* REQUISITOS DA TAREFA
Retome o texto sobre a unidade de atendimento a reféns e dê continuidade a ele a partir da última frase apresentada.
____ TEXTO FORNECIDO
É a terceira vez que a unidade de atendimento a reféns entra em operação. A BBC visitou o setor no sábado (11/10), quando a equipe de saúde foi informada sobre as identidades das pessoas que atenderiam.
“Não existe uma área chamada medicina do cativeiro, estamos inventando uma”, disse Steinman à BBC. Segundo ela, a equipe aprendeu duas grandes lições nas libertações de reféns anteriores, em novembro de 2023 e janeiro deste ano.
A primeira lição é agir como “detetive médica”, tentando compreender o que aconteceu durante aqueles longos dias e noites de cativeiro.
Nos casos anteriores, com reféns muitas vezes desnutridos, algemados e espancados, “havia alterações nos exames de sangue, nas enzimas, que não conseguíamos entender”, contou.
Eles também aprenderam que alguns sintomas podem levar dias ou semanas para aparecer.
“O cativeiro deixa marcas que o corpo lembra”, diz Steinman. “É possível ver todas essas camadas. Leva tempo para entender o que aconteceu com o corpo e com a alma deles.”
“Ainda estamos cuidando dos reféns que voltaram em janeiro e fevereiro e, a cada semana, descobrimos algo novo”, afirma.
________
____ DADOS APRESENTADOS
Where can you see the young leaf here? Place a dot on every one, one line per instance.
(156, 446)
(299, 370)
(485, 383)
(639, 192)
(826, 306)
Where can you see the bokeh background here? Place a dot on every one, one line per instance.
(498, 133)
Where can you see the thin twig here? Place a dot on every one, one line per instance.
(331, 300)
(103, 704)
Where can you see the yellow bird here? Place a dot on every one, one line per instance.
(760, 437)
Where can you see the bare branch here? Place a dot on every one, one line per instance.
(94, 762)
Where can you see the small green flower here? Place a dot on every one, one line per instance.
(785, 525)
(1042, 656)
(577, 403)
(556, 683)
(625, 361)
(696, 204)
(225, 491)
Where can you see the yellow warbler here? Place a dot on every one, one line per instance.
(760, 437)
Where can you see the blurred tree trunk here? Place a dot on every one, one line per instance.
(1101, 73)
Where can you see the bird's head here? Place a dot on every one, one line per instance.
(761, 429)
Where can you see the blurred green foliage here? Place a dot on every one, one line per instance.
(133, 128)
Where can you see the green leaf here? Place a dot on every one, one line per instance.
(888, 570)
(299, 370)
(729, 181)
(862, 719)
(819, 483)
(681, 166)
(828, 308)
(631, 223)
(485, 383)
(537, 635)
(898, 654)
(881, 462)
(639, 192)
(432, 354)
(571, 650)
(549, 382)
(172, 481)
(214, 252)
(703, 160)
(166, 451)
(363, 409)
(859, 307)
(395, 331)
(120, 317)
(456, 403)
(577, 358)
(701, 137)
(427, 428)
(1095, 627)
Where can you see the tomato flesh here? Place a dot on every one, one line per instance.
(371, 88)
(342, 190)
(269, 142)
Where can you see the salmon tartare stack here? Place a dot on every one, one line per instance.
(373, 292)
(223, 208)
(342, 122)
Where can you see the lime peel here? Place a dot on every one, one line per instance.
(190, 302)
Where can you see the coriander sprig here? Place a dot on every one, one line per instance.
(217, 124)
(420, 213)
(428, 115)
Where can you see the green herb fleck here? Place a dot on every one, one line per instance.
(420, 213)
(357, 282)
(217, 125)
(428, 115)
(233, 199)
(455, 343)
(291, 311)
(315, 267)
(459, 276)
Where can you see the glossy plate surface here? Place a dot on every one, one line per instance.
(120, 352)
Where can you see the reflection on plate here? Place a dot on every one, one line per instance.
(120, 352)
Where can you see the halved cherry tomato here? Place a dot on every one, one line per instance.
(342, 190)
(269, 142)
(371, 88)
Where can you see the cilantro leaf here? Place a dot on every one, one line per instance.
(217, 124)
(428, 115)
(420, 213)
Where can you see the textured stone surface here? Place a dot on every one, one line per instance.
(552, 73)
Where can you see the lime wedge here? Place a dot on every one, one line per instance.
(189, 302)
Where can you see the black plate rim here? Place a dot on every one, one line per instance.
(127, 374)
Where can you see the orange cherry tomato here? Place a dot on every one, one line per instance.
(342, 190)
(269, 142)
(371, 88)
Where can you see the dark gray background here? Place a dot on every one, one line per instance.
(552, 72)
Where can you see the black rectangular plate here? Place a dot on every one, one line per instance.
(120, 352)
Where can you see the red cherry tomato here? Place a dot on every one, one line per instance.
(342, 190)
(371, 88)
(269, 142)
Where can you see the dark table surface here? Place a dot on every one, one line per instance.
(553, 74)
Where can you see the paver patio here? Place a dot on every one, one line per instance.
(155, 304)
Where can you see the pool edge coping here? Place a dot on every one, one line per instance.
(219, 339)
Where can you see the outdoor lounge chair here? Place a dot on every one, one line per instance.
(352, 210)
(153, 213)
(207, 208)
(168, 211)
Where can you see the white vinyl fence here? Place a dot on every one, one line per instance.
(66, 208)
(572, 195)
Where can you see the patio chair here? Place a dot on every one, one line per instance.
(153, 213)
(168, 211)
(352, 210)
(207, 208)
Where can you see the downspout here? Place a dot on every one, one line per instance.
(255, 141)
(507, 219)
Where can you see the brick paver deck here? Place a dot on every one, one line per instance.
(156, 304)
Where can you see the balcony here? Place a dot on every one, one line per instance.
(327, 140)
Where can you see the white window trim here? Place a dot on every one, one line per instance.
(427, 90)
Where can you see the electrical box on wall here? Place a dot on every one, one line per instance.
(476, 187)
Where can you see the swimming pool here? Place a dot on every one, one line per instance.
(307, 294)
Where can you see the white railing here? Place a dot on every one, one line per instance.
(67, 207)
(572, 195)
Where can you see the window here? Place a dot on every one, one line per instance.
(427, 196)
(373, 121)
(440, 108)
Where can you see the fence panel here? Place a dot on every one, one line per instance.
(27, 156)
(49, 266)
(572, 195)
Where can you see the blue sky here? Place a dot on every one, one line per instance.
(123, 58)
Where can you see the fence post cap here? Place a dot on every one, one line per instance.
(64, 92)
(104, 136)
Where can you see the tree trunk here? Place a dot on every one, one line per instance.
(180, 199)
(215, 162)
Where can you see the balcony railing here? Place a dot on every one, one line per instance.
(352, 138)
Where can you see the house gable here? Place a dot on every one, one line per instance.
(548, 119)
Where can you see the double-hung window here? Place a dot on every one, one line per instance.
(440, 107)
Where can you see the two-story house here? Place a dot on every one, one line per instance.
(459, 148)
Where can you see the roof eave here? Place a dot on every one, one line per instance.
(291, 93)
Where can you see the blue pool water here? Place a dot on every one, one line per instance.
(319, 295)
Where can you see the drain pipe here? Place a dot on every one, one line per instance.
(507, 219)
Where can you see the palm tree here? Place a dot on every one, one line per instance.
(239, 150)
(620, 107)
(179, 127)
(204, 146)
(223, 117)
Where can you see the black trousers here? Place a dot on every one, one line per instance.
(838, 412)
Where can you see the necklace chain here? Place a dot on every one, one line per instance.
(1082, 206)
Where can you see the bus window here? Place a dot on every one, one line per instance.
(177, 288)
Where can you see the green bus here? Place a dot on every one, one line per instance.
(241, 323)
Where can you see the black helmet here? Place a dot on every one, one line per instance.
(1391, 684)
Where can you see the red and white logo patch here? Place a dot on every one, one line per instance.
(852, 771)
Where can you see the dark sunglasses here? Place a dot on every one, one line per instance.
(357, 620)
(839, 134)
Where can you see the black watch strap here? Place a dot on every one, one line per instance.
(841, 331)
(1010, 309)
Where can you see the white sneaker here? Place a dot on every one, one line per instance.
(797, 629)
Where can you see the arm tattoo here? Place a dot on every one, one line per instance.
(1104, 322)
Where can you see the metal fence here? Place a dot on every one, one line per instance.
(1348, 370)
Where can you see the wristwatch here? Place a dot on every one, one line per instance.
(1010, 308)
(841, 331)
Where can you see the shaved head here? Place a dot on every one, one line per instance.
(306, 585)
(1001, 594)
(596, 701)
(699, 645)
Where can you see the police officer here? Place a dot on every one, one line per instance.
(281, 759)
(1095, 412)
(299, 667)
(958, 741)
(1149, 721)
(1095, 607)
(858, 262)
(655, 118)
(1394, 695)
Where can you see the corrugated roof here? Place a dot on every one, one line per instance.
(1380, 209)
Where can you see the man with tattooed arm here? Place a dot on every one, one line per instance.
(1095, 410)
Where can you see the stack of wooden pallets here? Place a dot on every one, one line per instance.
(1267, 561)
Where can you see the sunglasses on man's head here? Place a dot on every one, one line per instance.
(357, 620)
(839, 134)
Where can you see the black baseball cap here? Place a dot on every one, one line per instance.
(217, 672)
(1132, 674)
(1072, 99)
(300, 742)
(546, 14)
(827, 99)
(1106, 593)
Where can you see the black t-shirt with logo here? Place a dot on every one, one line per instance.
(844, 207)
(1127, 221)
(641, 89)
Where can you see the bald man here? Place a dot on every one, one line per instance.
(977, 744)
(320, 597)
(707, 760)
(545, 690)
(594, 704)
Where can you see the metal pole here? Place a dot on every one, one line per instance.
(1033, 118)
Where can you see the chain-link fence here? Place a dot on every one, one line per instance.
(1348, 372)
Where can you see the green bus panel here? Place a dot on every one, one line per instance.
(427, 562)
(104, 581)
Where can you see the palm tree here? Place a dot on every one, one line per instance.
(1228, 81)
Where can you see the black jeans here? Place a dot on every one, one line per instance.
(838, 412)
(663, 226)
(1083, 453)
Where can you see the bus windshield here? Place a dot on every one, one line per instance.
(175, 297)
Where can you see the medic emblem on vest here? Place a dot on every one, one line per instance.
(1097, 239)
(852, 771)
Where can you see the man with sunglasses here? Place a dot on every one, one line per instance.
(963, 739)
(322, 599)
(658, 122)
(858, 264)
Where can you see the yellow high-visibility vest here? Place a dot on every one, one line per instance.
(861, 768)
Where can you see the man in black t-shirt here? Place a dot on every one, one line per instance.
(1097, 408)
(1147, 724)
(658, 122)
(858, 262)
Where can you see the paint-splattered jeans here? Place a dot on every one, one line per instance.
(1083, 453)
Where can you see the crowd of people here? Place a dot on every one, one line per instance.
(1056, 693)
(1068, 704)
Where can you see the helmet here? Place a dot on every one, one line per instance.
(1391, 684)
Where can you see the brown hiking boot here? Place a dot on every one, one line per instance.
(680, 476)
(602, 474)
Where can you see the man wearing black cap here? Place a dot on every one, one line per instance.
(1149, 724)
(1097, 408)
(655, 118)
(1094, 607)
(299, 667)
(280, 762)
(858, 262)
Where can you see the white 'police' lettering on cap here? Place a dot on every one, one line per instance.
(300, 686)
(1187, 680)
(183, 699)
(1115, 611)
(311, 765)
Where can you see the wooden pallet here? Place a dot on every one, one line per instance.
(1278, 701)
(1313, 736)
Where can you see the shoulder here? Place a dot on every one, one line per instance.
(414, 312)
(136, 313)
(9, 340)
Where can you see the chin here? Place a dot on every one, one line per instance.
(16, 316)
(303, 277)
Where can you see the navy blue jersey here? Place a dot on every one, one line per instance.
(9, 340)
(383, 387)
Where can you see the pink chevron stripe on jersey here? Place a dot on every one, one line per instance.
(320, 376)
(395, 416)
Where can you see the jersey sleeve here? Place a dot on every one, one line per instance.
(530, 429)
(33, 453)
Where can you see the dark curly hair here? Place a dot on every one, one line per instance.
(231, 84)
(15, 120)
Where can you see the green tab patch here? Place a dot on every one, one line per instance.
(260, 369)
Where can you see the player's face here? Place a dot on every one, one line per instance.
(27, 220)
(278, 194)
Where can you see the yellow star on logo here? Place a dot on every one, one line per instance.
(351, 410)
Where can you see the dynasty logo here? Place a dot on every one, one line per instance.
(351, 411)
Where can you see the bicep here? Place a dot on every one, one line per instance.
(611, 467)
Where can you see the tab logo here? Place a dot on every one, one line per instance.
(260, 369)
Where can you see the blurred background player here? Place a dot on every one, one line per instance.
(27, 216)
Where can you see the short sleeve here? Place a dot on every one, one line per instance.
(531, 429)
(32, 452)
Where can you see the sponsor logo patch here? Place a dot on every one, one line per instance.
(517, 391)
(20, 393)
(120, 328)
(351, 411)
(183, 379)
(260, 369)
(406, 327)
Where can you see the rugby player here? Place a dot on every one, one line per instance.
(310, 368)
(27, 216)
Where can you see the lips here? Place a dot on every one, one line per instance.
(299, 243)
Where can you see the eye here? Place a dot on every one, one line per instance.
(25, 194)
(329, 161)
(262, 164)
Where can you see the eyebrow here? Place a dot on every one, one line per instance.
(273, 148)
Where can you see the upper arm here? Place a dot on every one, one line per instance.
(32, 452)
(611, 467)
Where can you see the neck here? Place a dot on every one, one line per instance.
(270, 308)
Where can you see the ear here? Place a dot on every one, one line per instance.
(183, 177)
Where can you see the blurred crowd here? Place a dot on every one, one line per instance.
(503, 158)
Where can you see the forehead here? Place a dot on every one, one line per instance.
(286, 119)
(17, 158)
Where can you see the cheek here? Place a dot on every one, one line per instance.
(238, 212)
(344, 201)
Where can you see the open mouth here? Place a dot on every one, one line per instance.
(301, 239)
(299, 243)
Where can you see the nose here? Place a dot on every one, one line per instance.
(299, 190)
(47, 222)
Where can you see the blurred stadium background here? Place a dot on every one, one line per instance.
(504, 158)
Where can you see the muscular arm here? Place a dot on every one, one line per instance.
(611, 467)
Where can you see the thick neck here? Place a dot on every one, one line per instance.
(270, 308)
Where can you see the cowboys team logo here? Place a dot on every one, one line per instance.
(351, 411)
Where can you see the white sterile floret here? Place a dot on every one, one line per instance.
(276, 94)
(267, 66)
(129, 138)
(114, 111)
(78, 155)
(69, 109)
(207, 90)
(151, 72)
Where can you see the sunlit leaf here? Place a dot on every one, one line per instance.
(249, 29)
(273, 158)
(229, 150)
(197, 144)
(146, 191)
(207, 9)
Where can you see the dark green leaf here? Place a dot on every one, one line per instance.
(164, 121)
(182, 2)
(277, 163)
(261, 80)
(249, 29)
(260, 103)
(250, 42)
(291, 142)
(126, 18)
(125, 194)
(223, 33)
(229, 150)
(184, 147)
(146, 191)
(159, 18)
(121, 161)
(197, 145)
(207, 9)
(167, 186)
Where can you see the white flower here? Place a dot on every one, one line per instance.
________
* RESULTADO DO EXERCÍCIO
Crédito, Reuters
A segunda lição é dar tempo. A equipe envolve um grande número de profissionais de diferentes áreas: nutricionistas, assistentes sociais, especialistas em saúde mental, além de toda a equipe médica.
Cada quarto privativo de reféns libertados tem uma placa de “não perturbe”. O clima de hotel é proposital, assim como os kits de cuidado, a decoração acolhedora, a iluminação suave, a cama hospitalar e os monitores. Há uma cama de solteiro extra para aqueles que não querem ficar sozinhos à noite, permitindo que um parente ou acompanhante durma ao lado. Os familiares mais próximos também têm quarto próprio, logo em frente ao do refém libertado.
“Você sabe que profissionais da saúde são orientados por tarefas. Há um cronograma. […] Mas aqui é preciso dar muito mais espaço. É preciso decidir o que é urgente e o que pode esperar dois dias. É necessário ser humilde e flexível, sem abrir mão da responsabilidade médica”, explica Steinman.
Entre essas responsabilidades está determinar o que os reféns, alguns dos quais podem ter perdido mais da metade do peso corporal durante o cativeiro, podem comer e com que rapidez.
A recuperação física é apenas parte da história. Karina Shwartz, diretora de serviço social do Centro Médico Rabin, é outra integrante chave da equipe, responsável não apenas pelos reféns, mas também por seus familiares mais próximos. Eles precisam calibrar delicadamente a dinâmica familiar, saber quando falar e quando permanecer em silêncio, diz ela.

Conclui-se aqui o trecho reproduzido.